**TASK DESCRIPTION**
Output all of the material once more, so that every line matches the original exactly.

**SUPPLIED DATA**
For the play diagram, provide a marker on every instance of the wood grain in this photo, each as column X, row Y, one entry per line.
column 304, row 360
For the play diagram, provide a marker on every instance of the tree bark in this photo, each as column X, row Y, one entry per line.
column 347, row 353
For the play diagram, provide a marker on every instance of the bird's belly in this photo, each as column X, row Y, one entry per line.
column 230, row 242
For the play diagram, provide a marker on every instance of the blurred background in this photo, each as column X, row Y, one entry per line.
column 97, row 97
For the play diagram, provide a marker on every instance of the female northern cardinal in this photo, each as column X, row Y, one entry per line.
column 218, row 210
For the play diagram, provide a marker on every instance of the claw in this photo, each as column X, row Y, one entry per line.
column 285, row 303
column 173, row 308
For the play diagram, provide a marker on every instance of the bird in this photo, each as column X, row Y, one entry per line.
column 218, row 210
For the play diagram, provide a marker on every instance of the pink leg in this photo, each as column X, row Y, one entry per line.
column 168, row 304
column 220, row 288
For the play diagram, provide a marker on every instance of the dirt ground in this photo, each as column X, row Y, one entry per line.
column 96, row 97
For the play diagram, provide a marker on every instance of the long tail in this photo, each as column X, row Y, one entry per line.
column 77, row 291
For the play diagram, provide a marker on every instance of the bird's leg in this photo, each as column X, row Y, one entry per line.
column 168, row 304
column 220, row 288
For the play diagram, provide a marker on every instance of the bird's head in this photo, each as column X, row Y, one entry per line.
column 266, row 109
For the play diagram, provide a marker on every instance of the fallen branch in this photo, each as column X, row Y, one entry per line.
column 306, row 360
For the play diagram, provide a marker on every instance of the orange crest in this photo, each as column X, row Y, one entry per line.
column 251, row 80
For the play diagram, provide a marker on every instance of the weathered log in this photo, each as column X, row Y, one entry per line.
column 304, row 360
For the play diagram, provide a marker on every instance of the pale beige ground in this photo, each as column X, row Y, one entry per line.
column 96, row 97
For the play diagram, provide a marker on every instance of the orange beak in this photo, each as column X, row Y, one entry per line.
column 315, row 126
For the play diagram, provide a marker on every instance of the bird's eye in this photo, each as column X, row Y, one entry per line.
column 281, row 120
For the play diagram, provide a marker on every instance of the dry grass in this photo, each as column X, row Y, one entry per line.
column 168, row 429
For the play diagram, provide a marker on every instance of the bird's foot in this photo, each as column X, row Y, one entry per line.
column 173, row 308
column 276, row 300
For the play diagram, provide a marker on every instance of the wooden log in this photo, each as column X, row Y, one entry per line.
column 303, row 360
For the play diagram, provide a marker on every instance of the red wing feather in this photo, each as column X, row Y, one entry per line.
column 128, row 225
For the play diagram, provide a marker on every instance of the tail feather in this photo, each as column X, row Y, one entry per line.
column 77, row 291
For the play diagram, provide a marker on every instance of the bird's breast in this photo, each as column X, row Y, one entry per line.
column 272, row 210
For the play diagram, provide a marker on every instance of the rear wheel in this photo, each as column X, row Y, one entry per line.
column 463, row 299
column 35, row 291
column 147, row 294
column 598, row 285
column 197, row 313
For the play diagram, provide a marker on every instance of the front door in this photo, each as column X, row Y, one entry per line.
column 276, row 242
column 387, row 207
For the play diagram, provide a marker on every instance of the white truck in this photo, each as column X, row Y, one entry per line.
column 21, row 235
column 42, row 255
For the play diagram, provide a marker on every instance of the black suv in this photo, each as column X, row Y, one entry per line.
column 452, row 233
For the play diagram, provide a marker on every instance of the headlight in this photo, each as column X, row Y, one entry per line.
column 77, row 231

**YOUR SOLUTION**
For the play diagram, provide a marker on every instance of the wood grain in this photo, each as column X, row Y, one entry per line.
column 304, row 360
For the play diagram, provide a marker on every instance of the tree bark in this photo, each as column X, row Y, one entry per line.
column 347, row 353
For the play diagram, provide a marker on every instance of the bird's belly in this photo, each as column X, row Y, one entry per line.
column 230, row 242
For the play diagram, provide a marker on every instance of the blurred background in this photo, each as column X, row Y, one entry per line.
column 97, row 97
For the play diagram, provide a marker on every instance of the female northern cardinal in this photo, each as column X, row Y, one entry per line.
column 218, row 210
For the play diagram, provide a marker on every instance of the claw in this photo, each as column X, row Y, one entry per line.
column 285, row 303
column 173, row 308
For the play diagram, provide a marker on every instance of the bird in this photo, each as column X, row Y, one entry per line.
column 218, row 210
For the play diagram, provide a marker on every instance of the pink leg in this photo, each as column X, row Y, one entry per line.
column 168, row 304
column 220, row 288
For the play diagram, provide a marker on every instance of the dirt ground in this photo, each as column X, row Y, one entry per line.
column 96, row 97
For the play diagram, provide a marker on every instance of the long tail in this photo, each as column X, row Y, one entry per line.
column 77, row 291
For the play diagram, provide a marker on every instance of the bird's leg in this photo, each as column X, row Y, one entry per line.
column 168, row 304
column 220, row 288
For the play diagram, provide a marker on every instance of the bird's head in this photo, each as column X, row Y, one entry per line.
column 266, row 109
For the play diagram, provide a marker on every instance of the fallen branch in this photo, each as column X, row Y, one entry per line.
column 306, row 360
For the play diagram, provide a marker on every instance of the orange crest in this photo, each as column X, row Y, one entry per line.
column 251, row 80
For the play diagram, provide a marker on every instance of the weathered log in this photo, each as column X, row Y, one entry per line.
column 304, row 360
For the play diagram, provide a marker on every instance of the pale beige ground in this photo, each as column X, row Y, one entry per line.
column 96, row 97
For the play diagram, provide a marker on every instance of the orange beak in this photo, each as column X, row Y, one entry per line.
column 315, row 126
For the play diagram, provide a marker on every instance of the bird's eye in this photo, each as column X, row Y, one entry per line.
column 281, row 120
For the play diagram, provide a marker on every instance of the dry grass in this photo, each as column X, row Y, one entry per line.
column 168, row 429
For the play diagram, provide a marker on every instance of the bird's foot in this photo, each as column X, row Y, one entry per line.
column 173, row 308
column 276, row 300
For the play diagram, provide a marker on every instance of the wooden log in this photo, each as column X, row Y, one entry per line.
column 303, row 360
For the play diagram, provide a marker on every instance of the red wing feather in this photo, each as column X, row Y, one entry per line.
column 128, row 225
For the play diagram, provide a marker on every instance of the tail feather in this photo, each as column X, row Y, one entry per line.
column 77, row 291
For the play diagram, provide a marker on every instance of the bird's breast in this photo, each as column X, row Y, one entry per line.
column 272, row 210
For the play diagram, provide a marker on every instance of the rear wheel in this photo, each as column X, row Y, one entry per line.
column 463, row 299
column 35, row 291
column 147, row 294
column 598, row 285
column 197, row 313
For the play diagram, provide a marker on every instance of the front door in this photo, each as column X, row Y, one entry per line.
column 276, row 242
column 387, row 207
For the play diagram, provide a marker on every instance of the white truck in this photo, each as column X, row Y, one entry per line.
column 21, row 235
column 42, row 255
For the play diagram, provide a marker on every instance of the black suv in this photo, each as column X, row Y, one entry per line.
column 452, row 233
For the play diagram, provide a marker on every instance of the headlight in this photo, each as column X, row Y, one entry per line.
column 77, row 231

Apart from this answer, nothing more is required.